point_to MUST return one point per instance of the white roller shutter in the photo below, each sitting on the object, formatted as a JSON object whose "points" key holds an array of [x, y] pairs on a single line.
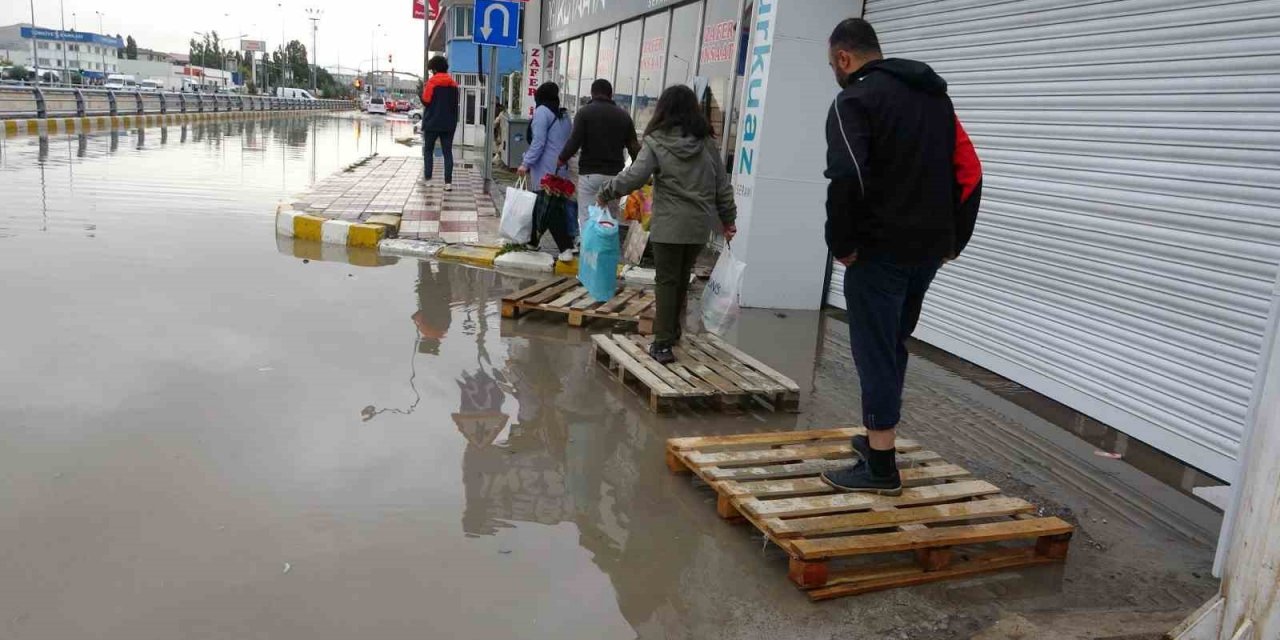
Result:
{"points": [[1129, 233]]}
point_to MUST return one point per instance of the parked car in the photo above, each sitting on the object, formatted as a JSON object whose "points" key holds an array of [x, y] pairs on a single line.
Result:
{"points": [[120, 82], [293, 92]]}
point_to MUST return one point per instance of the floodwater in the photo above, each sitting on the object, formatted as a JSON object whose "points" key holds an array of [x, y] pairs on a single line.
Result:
{"points": [[204, 437]]}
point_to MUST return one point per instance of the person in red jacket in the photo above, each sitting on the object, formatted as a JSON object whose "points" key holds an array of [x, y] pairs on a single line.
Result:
{"points": [[903, 200], [439, 118]]}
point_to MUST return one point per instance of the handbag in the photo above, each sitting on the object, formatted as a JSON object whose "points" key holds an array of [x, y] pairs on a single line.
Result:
{"points": [[721, 296], [517, 213], [598, 264]]}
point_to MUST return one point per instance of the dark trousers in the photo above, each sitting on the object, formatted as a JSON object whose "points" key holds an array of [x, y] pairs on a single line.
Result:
{"points": [[673, 265], [446, 138], [883, 302]]}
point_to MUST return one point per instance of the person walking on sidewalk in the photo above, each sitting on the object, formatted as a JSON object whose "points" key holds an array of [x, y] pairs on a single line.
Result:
{"points": [[439, 118], [548, 133], [690, 188], [903, 199], [603, 132]]}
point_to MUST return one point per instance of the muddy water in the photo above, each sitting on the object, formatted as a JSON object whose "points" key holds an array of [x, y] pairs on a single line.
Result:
{"points": [[201, 437]]}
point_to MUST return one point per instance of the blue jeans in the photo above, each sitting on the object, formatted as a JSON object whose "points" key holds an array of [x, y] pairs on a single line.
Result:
{"points": [[429, 138], [883, 302]]}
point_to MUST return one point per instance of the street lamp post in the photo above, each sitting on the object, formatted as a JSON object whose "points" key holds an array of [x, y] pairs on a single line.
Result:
{"points": [[101, 49], [314, 16]]}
# # # #
__Task directions__
With the pictures left aside, set down each entry above exactly as it stands.

__Result for this exercise__
point_to MUST return one point per instance of the white roller shutter in the photo below, each sitting on the object, formatted as a JSON object whose "points" key holds an array of [x, y] pairs on a single line.
Result:
{"points": [[1129, 233]]}
point_to MUST return one point per instance of the parked car in the photo above, each sitting on the object, formatted as a JSON object whose "points" key holds an array of [x, y] pairs on a single line.
Result:
{"points": [[120, 82], [293, 92]]}
point_to MUST return one point per instance of the floodwater in the photo above, each sitting on the object, formatted as a JSON object whose "points" key holds an array of [x, y] pairs on a single line.
Result:
{"points": [[204, 437]]}
point_to MUST return one point per instance of the person in red jacket in the photo above, each sitting on the object, formatted as a JSON object whose "points" key holds an array of [x, y] pairs on a single line.
Result:
{"points": [[903, 200], [439, 118]]}
point_to MUST return one point per instance of the handbag in the photo above, each sitting on the object, formatted as a JSON object whose "points" key holds an array of [x, y] pairs on a single line.
Result:
{"points": [[721, 296], [517, 213], [598, 264]]}
point_to MUST return one point per instance of the dark trousers in the photo above, each sitting on the object, formatted as a JSON object whose "points" key holds an array of [x, y] pairs on a single line.
Result:
{"points": [[673, 265], [446, 138], [883, 302]]}
point_to MUST return one point per instance of the person walking on sidewalk in the photo above, each sitting on the object, formatted as a JSON object whose "points" key holds an array of [x, y] pairs on a single line.
Result:
{"points": [[439, 118], [548, 133], [690, 188], [903, 199], [603, 132]]}
point_to MUST return one point per instance of the muddy water in the photo above, each sitting on the object, formatted as a JSON object whose "points" key holds an array of [x, y] pairs on a single line.
Result:
{"points": [[201, 437]]}
point_to MUST return one point per instance of the blue jeans in the photo above, each sitting on the object, formatted as a JSON object whose "points" key holds an array of [x, y] pairs on a single line.
Result:
{"points": [[429, 138], [883, 302]]}
point_to MUST return one point per instance of the street lamp post in the photo above, each sitting on the object, formatted as a JSON object whose "points" key holds an array of [x, y] pairs on a single line.
Result:
{"points": [[101, 49], [314, 16]]}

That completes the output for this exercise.